··· Source extract ···

How is music like math? In two ways:

1) The mechanism of music and sound is a physical process, and the phenomena of physics are elaborated upon with numerical and mathematical language. For instance, consider the note a tuning fork produces, an A. This note sounds at 440Hz, or consists of pressure waves that hit the ear drum at a rate of 440 times a second, because they are produced by a tuning fork that vibrates in the medium of air 440 times a second.

2) Music theory is concerned with dividing up music into elements, naming those elements, analyzing relationships between those elements, naming those relationships, making analyses of the relationship between those relationships, etc. This is a mathematical process.

For example, let's look at a C9 chord. The notes in this chord are C, E, G, B-flat and D. This chord is used as the dominant for the key of F-major, because c is the fifth note in the scale of F, and the fifth is considered the dominant note of any root (in this case, C is the dominant of F). We use the notes C, E, G, B-flat and D because we use every-other-note in our system of tertiary harmony, or harmony that moves in thirds -- from C to E is a third (a major third), from E to G is a third (a minor third), from G to B-flat is a third (a minor third), etc. It's called a C9 chord because a note a third away from the seventh (B-flat) is a D in the next octave up. If you extend the numbering system past 8, that D is referred to as a 9th as opposed to a 2nd of the next scale, since our context is the original scale.

··· Given material ···

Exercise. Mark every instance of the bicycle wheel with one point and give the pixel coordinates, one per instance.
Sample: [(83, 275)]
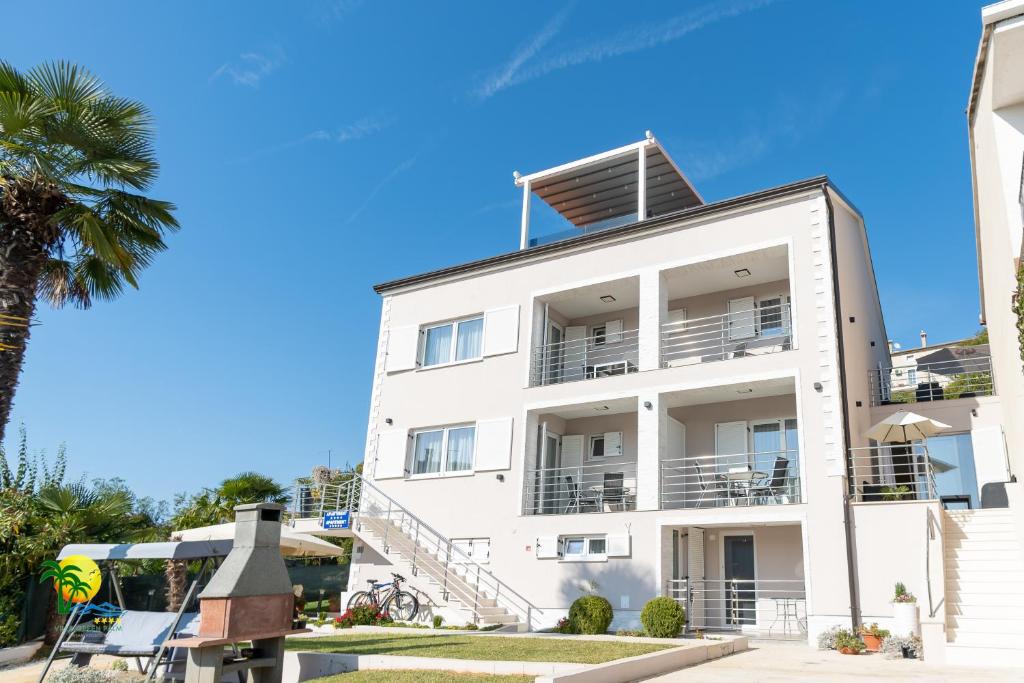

···

• **Directions**:
a. Could you set down, word for word, the part of the music-and-math text starting at "For example, let's" and ending at "the original scale."?
b. How would the music-and-math text go on after its final sentence? Write the next part.
The listing isn't needed for anything here.

• **Replies**:
a.
For example, let's look at a C9 chord. The notes in this chord are C, E, G, B-flat and D. This chord is used as the dominant for the key of F-major, because c is the fifth note in the scale of F, and the fifth is considered the dominant note of any root (in this case, C is the dominant of F). We use the notes C, E, G, B-flat and D because we use every-other-note in our system of tertiary harmony, or harmony that moves in thirds -- from C to E is a third (a major third), from E to G is a third (a minor third), from G to B-flat is a third (a minor third), etc. It's called a C9 chord because a note a third away from the seventh (B-flat) is a D in the next octave up. If you extend the numbering system past 8, that D is referred to as a 9th as opposed to a 2nd of the next scale, since our context is the original scale.

b.
This is a network of strict and complex algorithms -- practically the definition of mathematics.

Furthermore, it is possible to derive relationships from simpler relationships in an axiomatic way. For instance, from pitch we derive the extant notes in the Western musical lexicon. From the extant notes and tertiary harmonic principles we derive chord theory. From chord theory, we can derive, identify and name complex, altered, and polyphonous chords. The progressive nature of music theoretical concepts (one relies on the one before it and so on) is analogous to axiomatic deduction in mathematics.

See? Inherently mathematical.